# EXTRAIT DU DOCUMENT:
= = = = = = =

On se forme l'esprit et le sentiment par les conversations, Pascal

mercredi 17 mars 2010

Le jeu de la mort

Cher(e)s ami(e)s, si vous avez vu l'émission diffusée hier soir, Le Jeu de la Mort, je serais plus qu'intéressé de recueillir vos réactions et d'ouvrir le débat.

19 commentaires:

Unknown a dit…

Ce documentaire soulève de nombreuses questions à mon sens. La construction et les effets de l’obéissance chez l’individu ont été expliqués, cependant il m’aurait semblé intéressant de développer davantage les moteurs de l’insoumission. Rares ont été les « résistants », surtout de la « première heure », mais il me semble que cet élément n’a pas été suffisamment exploré. Pourtant, c’est peut-être celui qui aurait donné le plus d’éléments pour, justement, permettre la construction chez le spectateur, d’un sens critique. Peut-être que se reconnaître hétéronome, relié à autrui peut augmenter la capacité de résistance ?
Comme le souligne J.L. Beauvois, le discours sur l’autonomie du sujet est un des meilleurs moyens de l’amener « en toute liberté » à assumer la responsabilité d’actes qu’il n’aurait sans doute pas commis contraint.
Par ailleurs, la question de la légitimité de l’autorité se pose avec acuité. En effet, à mon sens, la télévision n’a pas plus de légitimité objective qu’un « scientifique ». L’autorité se fonde sur une morale déontologique d’autant plus que c’est elle qui en fixe les règles. Le développement d’une morale téléologique, qui permettrait à l’individu de prendre en compte la complexité d’une situation et qui l’amènerait à fonder ses actes sur leurs conséquences prévisibles, non sur une règle pourrait-il être une réponse ?
Ces questions ne sont qu’un glaçon dans l’iceberg d’interrogations que pose cette émission.

Cordialement
Béatrice P.

michel terestchenko a dit…

Chère Béatrice. Beaucoup de questions se posent, en effet. Le fait est que les comportements de désobéissance ne sont généralement pas étudiés par les psycho socioloques, parce qu'ils échappent à leurs grilles d'interprétation "situationnelles" et qu'ils renvoient à l'individualité des sujets en question (et non à la situation, justement). Ce que suggère d'ailleurs une remarque dans le commentaire.

= = = = = = =

# DONNÉES ENREGISTRÉES:
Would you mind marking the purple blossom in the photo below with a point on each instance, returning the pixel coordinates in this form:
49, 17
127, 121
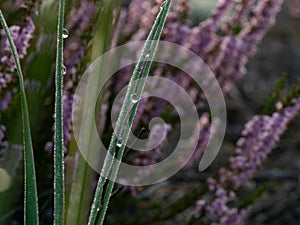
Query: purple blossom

= = = = = = =

# EXERCICE PROPOSÉ A:
Mettez à jour l'extrait sur Le Jeu de la mort en le reprenant à partir de "Unknown a dit…" et jusqu'à "pas commis contraint.". Remplacez "documentaire" par "reportage".
# EXERCICE PROPOSÉ B:
D'après l'extrait sur Le Jeu de la mort, pourquoi les psychosociologues n'étudient-ils généralement pas les comportements de désobéissance, selon Michel Terestchenko ?
# EXERCICE PROPOSÉ C:
Prolongez l'échange sur Le Jeu de la mort à partir de la dernière phrase de l'extrait.

# RÉPONSE RÉDIGÉE A:
Unknown a dit…

Ce reportage soulève de nombreuses questions à mon sens. La construction et les effets de l’obéissance chez l’individu ont été expliqués, cependant il m’aurait semblé intéressant de développer davantage les moteurs de l’insoumission. Rares ont été les « résistants », surtout de la « première heure », mais il me semble que cet élément n’a pas été suffisamment exploré. Pourtant, c’est peut-être celui qui aurait donné le plus d’éléments pour, justement, permettre la construction chez le spectateur, d’un sens critique. Peut-être que se reconnaître hétéronome, relié à autrui peut augmenter la capacité de résistance ?
Comme le souligne J.L. Beauvois, le discours sur l’autonomie du sujet est un des meilleurs moyens de l’amener « en toute liberté » à assumer la responsabilité d’actes qu’il n’aurait sans doute pas commis contraint.

# RÉPONSE RÉDIGÉE B:
Ces comportements échappent à leurs grilles d'interprétation « situationnelles » et renvoient à l'individualité des sujets, et non à la situation.

# RÉPONSE RÉDIGÉE C:
Ce qui est frappant, c'est qu'une présentatrice de télé (assez peu connue par ailleurs) puisse être considérée comme une autorité "légitime".
Mais en dernier ressort, le "scoop", c'est qu'il n'y a pas de scoop ! Au fond, les analyses de Milgram ont gardé toute leur pertinence, à cinquante ans de distance.
Quant à conclure sur les méfaits de la télé réalité, c'est, à mon avis, passer à côté du propos.

Bertrand Puysségur a dit…

cher Michel, le scoop, c'est aussi que cette émission a fait un flop. Les sujets racoleurs ne sont pas les plus vendeurs surtout quand on nous dit "ce que vous allez voir est vrai mais n'est pas vrai parce que c'est faux mais on fait comme si c'est vrai"...
Sur la question de l'autorité, en l'occurrence la télévision, il y a dans le spectacle une forte puissance politique, religieuse et morale que depuis les Romains il serait peut être bon d'analyser.

Béatrice P. a dit…

Cher Michel, nous sommes tout à fait d’accord, le sujet était bien l’obéissance. Une des explications, donnée au cours de l’émission, à cette compliance portait sur la solitude du sujet en expliquant que c’était celle-ci qui le poussait à obéir et à violer ses valeurs. Cette explication pourrait laisser entendre que ce comportement aurait été plus rebelle si le sujet n’avait pas été seul. Cependant à ma connaissance, le plus souvent, l’être humain ne fait pas preuve de plus de réflexion lorsqu’il est en troupeau. C’est plutôt la règle du PPDC d’intelligence (plus petit dénominateur commun) qui s’applique. Effectivement l’Homme a peu changé depuis Milgram, ce qui en soi n’est pas surprenant.
Quant à l’autocritique télévisuelle, je n’y crois pas une seconde, comment être juge et partie ?
Cordialement
Béatrice P.

michel terestchenko a dit…

Cher Bertrand,

Avez-vous des infos puisque vous me dites que l'émission a été un "flop" ?

Chère Béatrice,

Je suis entièrement d'accord, la solitude n'explique rien. Quant à dire, comme on l'entend dans le commentaire, que les sujets en l'entreprise peuvent toujours avoir le soutien de leurs collègues, c'est franchement naîf !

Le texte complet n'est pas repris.